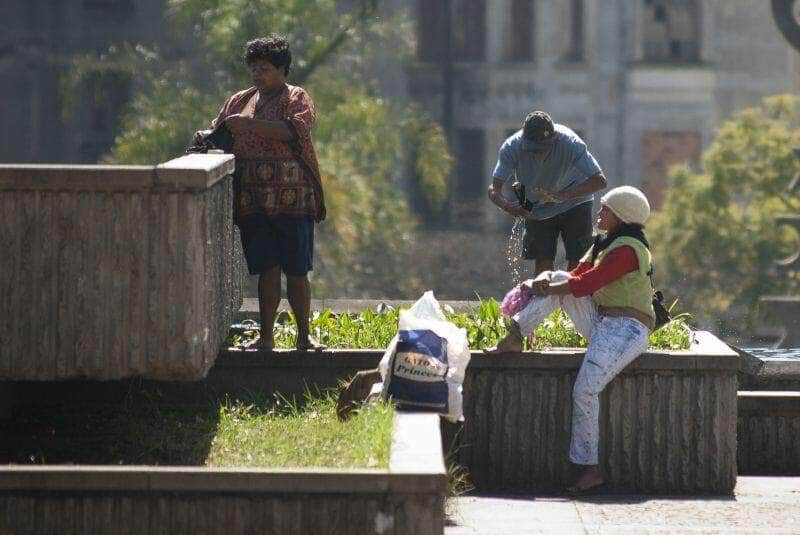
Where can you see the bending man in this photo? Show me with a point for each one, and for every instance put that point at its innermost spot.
(560, 177)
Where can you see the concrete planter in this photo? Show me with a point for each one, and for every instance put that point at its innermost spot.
(110, 272)
(769, 432)
(668, 421)
(406, 498)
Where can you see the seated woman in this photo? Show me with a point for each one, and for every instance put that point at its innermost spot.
(609, 298)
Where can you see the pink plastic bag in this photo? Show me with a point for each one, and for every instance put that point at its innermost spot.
(515, 300)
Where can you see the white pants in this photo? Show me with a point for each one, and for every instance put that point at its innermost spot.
(613, 343)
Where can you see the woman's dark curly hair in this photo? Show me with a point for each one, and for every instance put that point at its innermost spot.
(274, 49)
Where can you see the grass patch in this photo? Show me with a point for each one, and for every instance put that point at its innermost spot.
(146, 428)
(484, 324)
(290, 435)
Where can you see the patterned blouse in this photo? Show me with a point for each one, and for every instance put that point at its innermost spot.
(272, 176)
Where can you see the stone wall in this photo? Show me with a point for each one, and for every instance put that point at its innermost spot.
(110, 272)
(769, 432)
(668, 423)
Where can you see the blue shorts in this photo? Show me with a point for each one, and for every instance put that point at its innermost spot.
(271, 241)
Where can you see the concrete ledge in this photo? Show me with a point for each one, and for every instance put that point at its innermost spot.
(406, 498)
(195, 171)
(106, 274)
(768, 430)
(54, 177)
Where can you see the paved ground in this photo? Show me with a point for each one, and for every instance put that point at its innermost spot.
(761, 505)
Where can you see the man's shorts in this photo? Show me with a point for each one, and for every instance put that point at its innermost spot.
(271, 241)
(575, 227)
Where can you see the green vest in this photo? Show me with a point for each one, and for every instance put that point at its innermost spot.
(632, 289)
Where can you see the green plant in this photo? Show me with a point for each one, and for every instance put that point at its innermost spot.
(288, 433)
(714, 239)
(484, 324)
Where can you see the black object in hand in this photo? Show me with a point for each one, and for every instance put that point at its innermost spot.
(519, 193)
(220, 138)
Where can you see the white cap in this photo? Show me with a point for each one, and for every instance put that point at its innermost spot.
(628, 203)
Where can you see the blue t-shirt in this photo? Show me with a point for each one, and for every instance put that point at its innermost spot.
(567, 164)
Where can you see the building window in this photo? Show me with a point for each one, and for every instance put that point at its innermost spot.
(575, 52)
(520, 43)
(469, 29)
(660, 151)
(471, 174)
(671, 30)
(465, 24)
(431, 30)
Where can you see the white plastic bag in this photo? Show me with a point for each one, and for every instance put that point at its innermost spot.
(423, 368)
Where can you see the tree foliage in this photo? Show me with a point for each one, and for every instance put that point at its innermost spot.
(362, 139)
(715, 239)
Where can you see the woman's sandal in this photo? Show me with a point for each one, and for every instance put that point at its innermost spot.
(310, 344)
(578, 490)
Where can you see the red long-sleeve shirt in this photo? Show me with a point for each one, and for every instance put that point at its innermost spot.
(587, 279)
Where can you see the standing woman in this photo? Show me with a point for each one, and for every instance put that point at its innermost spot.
(608, 296)
(277, 185)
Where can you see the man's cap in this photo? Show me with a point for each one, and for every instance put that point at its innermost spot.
(538, 130)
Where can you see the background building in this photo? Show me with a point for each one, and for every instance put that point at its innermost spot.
(645, 82)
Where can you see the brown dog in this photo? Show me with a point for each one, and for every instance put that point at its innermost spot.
(355, 392)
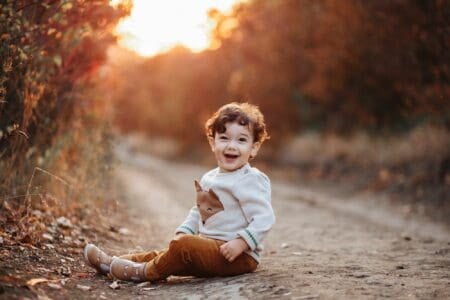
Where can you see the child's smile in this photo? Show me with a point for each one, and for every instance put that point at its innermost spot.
(234, 147)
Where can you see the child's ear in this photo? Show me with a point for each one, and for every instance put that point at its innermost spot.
(255, 149)
(211, 143)
(198, 188)
(213, 194)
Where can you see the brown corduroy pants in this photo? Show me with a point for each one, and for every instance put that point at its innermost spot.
(192, 255)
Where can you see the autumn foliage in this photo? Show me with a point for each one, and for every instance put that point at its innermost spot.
(50, 119)
(330, 65)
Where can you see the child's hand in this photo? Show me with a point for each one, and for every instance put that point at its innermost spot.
(232, 249)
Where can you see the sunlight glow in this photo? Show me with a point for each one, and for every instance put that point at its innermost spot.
(157, 26)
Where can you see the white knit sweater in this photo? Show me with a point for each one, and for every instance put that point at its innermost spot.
(246, 197)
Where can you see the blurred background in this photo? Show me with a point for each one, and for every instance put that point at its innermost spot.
(355, 93)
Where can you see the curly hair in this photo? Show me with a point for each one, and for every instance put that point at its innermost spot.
(244, 114)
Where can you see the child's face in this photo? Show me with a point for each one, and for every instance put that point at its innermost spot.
(234, 147)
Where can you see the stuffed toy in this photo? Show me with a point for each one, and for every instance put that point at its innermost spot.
(208, 202)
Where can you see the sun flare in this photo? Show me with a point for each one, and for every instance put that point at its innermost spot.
(157, 26)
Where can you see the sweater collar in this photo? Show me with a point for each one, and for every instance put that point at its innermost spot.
(235, 172)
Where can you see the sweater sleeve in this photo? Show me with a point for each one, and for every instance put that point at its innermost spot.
(254, 194)
(190, 224)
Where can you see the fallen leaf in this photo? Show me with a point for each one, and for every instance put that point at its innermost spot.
(64, 222)
(47, 237)
(83, 287)
(114, 285)
(82, 274)
(144, 284)
(54, 286)
(34, 281)
(124, 231)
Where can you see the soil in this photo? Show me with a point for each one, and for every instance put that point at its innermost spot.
(323, 246)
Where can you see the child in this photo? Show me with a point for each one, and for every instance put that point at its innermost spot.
(222, 234)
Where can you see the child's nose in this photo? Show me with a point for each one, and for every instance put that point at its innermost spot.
(231, 144)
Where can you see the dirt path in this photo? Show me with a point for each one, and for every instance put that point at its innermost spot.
(321, 247)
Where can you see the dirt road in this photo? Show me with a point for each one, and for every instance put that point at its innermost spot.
(321, 247)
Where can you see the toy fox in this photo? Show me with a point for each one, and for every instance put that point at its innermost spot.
(208, 202)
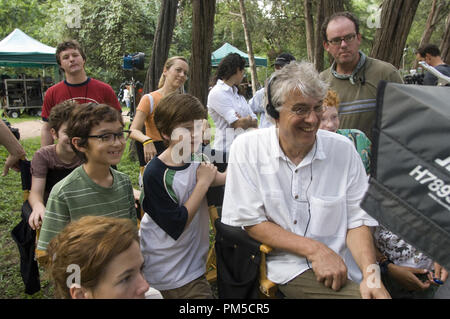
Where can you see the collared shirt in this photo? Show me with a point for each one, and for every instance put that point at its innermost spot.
(257, 105)
(225, 106)
(319, 198)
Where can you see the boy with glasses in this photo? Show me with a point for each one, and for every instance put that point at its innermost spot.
(94, 188)
(353, 75)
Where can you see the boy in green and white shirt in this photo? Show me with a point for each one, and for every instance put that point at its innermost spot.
(96, 133)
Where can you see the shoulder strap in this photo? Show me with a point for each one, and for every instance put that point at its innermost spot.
(152, 102)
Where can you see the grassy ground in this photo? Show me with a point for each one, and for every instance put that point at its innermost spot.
(11, 198)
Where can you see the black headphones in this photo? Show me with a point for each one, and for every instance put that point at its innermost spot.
(270, 108)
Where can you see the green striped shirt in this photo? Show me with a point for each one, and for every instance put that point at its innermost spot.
(77, 195)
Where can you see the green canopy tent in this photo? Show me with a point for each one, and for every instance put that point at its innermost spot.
(20, 50)
(226, 49)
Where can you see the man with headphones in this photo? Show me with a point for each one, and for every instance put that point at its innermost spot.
(353, 75)
(77, 86)
(257, 101)
(297, 189)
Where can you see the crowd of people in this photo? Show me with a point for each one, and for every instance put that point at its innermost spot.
(294, 181)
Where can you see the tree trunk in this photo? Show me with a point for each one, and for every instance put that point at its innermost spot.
(309, 24)
(202, 34)
(431, 22)
(248, 42)
(161, 44)
(318, 51)
(445, 43)
(396, 19)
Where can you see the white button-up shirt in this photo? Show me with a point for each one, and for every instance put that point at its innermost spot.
(225, 106)
(258, 106)
(318, 199)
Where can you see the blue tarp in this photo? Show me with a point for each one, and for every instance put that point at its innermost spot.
(226, 49)
(21, 50)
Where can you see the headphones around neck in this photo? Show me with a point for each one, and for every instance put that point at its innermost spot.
(270, 107)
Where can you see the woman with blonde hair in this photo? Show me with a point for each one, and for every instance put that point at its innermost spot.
(97, 258)
(174, 76)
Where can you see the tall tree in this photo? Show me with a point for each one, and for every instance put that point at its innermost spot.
(396, 19)
(202, 33)
(433, 19)
(248, 42)
(161, 43)
(445, 43)
(309, 23)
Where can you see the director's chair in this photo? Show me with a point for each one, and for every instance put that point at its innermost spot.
(25, 237)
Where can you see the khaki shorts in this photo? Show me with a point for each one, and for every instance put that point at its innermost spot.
(306, 286)
(196, 289)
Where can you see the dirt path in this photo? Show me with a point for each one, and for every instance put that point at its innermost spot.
(32, 128)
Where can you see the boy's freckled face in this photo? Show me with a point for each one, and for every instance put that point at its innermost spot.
(104, 152)
(188, 133)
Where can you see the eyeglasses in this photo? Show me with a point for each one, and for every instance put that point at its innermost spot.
(305, 111)
(348, 39)
(111, 137)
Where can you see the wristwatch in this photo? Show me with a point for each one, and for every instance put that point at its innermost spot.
(383, 263)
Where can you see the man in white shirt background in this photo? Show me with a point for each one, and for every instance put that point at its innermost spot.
(298, 189)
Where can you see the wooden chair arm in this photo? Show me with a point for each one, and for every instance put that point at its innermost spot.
(267, 287)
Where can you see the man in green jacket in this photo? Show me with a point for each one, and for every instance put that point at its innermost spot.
(353, 75)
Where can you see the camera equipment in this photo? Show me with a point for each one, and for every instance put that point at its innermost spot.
(134, 60)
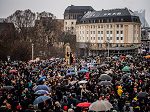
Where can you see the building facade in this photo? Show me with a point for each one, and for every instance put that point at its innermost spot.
(108, 31)
(72, 14)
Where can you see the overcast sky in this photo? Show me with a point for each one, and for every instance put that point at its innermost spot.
(57, 7)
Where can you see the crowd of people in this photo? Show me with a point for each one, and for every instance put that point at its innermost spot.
(52, 86)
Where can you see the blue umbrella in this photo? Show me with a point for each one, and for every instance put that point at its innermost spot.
(41, 99)
(42, 87)
(83, 71)
(41, 92)
(43, 77)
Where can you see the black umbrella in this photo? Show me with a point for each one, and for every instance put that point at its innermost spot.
(105, 83)
(105, 77)
(142, 94)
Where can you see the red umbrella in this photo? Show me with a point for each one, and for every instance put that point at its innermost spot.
(84, 104)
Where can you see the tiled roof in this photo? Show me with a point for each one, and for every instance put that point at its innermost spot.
(74, 9)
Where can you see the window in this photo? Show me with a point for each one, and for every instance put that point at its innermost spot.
(121, 32)
(121, 38)
(117, 38)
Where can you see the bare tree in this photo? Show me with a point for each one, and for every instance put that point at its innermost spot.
(23, 20)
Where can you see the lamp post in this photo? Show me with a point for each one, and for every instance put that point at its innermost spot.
(108, 40)
(32, 51)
====
The lines to quote run from the one containing "Where can you see the overcast" through the final line of the material above; please give them exactly, both ends included, and nothing else.

**Written answer:**
Where can you see the overcast sky in this photo? Show me with a point for each one, and for every instance put that point at its innermost spot.
(57, 7)
Where can you see the crowd of people in this photo? Show me with a point for each one, and for every instance put that point at its innermost spot.
(52, 86)
Where can you see the blue umbrella in this photo? Show me with a point for each one, and for every instance put that point at its innermost spot.
(41, 99)
(42, 87)
(83, 71)
(41, 92)
(43, 77)
Where can you see the black umbrella in this photo? Show me with a point for each one, and for every instance put that point at its innermost spot.
(105, 83)
(105, 77)
(142, 94)
Where can you see the red umbrella in this photo? Show me with a point for each one, and for every instance put that point at its innermost spot.
(84, 104)
Where can you see the tiled roof in this photo? Show me with a point for each one, and for every instance put that point at its innermost spot.
(74, 9)
Where can you see the window in this photo? Show me with a point for each one, and for every instance put that point at its innermost spot.
(121, 32)
(121, 38)
(117, 38)
Where can you see the bare tree in this photo? Show me with a point for each one, and for every instance put that point at its innermost spot.
(23, 20)
Where can you see the lamp post in this photo? Show me with a point for each one, and for every instance put that point at its innermost spot.
(108, 40)
(32, 51)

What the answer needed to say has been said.